→ Problem details
Retype the tail of the data exactly, starting at the line containing "of the lamp" and stopping at the last line.
— START —
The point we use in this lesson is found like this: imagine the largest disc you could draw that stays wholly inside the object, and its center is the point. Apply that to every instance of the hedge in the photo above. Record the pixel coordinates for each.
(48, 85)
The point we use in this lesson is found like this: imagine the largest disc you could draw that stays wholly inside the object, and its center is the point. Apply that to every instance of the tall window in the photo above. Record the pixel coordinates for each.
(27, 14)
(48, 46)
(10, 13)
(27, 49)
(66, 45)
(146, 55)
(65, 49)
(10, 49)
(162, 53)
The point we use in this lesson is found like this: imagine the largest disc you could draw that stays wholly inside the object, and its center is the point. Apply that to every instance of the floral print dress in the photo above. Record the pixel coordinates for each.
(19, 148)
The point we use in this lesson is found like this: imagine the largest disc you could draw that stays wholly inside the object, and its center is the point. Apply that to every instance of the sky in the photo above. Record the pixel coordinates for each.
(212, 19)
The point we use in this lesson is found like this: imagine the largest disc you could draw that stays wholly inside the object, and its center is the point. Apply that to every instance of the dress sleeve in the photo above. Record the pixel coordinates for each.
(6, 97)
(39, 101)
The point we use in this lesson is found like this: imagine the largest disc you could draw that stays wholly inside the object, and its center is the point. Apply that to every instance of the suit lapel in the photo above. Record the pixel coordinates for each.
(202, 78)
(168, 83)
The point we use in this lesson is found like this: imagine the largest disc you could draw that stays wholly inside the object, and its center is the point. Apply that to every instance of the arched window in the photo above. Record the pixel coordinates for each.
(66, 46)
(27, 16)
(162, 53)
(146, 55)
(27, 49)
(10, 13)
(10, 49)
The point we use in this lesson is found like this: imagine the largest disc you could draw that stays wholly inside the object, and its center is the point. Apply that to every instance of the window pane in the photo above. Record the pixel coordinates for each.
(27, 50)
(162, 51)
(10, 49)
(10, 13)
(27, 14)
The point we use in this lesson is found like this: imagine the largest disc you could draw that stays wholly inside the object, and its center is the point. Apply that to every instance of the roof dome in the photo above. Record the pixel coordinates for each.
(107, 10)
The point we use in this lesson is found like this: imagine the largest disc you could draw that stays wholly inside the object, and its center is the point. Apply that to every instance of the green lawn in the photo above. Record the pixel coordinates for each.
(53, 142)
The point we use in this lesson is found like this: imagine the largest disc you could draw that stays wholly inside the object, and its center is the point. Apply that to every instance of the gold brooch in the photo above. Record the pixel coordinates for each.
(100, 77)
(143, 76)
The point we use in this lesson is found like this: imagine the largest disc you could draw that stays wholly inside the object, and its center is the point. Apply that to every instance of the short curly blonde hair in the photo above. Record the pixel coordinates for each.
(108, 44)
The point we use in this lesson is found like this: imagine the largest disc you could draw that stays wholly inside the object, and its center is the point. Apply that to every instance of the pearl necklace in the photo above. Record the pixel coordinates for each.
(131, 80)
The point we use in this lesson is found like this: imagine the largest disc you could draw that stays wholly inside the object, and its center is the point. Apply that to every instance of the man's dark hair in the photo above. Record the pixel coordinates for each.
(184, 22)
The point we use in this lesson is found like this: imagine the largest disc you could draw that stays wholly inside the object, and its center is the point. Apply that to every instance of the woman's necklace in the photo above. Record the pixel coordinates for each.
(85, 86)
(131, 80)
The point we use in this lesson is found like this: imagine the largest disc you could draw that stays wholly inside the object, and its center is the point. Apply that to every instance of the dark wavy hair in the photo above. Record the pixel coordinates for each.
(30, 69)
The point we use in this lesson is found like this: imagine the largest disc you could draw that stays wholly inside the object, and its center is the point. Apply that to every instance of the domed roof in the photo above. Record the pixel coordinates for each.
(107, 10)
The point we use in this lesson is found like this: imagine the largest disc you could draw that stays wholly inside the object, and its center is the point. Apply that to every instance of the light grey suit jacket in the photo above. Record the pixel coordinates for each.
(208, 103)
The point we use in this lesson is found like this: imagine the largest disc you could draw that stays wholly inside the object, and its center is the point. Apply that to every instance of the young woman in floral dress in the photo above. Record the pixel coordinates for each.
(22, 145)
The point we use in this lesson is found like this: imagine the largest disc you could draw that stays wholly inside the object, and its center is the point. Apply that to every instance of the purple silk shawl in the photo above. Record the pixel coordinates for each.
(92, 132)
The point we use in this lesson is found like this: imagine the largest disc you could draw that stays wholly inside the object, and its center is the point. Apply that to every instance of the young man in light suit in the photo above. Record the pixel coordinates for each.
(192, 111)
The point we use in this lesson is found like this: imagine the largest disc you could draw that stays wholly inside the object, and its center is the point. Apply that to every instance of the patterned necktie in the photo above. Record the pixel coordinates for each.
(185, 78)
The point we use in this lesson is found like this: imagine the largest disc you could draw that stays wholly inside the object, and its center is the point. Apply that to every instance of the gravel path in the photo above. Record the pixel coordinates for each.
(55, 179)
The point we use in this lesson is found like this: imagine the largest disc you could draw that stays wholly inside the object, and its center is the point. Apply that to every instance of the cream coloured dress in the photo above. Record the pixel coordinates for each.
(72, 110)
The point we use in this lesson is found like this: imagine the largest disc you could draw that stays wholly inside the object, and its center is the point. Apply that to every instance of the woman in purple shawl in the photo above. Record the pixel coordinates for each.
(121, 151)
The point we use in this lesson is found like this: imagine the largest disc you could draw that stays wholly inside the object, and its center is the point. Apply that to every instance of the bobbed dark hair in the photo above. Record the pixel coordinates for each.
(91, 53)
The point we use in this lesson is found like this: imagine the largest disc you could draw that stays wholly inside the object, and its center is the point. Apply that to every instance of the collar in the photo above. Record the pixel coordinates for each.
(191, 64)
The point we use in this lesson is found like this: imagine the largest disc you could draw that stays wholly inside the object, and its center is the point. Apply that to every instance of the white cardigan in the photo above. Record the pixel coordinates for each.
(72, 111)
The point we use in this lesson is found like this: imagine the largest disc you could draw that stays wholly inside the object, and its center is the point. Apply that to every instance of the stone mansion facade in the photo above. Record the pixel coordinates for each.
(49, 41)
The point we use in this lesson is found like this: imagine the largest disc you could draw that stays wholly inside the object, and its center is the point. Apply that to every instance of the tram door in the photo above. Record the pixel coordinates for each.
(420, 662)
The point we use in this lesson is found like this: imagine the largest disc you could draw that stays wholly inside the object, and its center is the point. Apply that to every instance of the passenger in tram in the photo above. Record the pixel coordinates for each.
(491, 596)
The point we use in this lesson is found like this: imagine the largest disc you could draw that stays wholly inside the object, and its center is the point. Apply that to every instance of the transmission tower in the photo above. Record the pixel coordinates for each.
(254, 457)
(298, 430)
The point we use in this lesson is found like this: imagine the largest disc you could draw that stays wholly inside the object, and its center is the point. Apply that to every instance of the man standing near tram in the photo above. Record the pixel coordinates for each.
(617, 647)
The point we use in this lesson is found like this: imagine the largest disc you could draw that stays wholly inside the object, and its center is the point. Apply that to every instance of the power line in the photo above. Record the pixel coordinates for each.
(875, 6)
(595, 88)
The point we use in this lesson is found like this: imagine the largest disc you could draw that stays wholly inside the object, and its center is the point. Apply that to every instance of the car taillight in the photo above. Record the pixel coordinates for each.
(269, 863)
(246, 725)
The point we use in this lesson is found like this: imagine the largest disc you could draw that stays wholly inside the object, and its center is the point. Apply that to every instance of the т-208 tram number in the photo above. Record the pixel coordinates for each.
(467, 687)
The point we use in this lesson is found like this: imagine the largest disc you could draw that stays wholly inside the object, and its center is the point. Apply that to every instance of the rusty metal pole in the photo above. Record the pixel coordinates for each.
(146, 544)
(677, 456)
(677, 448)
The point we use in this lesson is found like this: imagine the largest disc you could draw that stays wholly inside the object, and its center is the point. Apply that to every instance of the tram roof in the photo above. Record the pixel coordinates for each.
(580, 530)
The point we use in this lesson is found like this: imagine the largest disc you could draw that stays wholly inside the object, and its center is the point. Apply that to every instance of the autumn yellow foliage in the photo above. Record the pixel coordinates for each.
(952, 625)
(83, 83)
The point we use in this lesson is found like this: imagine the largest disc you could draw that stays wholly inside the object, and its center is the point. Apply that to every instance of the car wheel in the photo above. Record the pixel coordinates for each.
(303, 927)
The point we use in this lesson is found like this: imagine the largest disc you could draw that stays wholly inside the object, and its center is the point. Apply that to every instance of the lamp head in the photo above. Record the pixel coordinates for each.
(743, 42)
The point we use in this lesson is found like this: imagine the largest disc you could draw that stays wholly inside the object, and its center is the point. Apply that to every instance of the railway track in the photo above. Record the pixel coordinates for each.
— END —
→ Expected answer
The point we use in this lesson is found like this: imagine the largest disc you could draw that stays wholly inside the object, and its center is the point. Apply that to every instance of the lamp head in the photo above. Record the pixel coordinates for each.
(743, 42)
The point we use in this lesson is found like this: imagine the largest disc you could draw that stays wholly inside the object, and its center is the point. Apply that to every instance of the railway track in the photo above. Record the pixel coordinates for each.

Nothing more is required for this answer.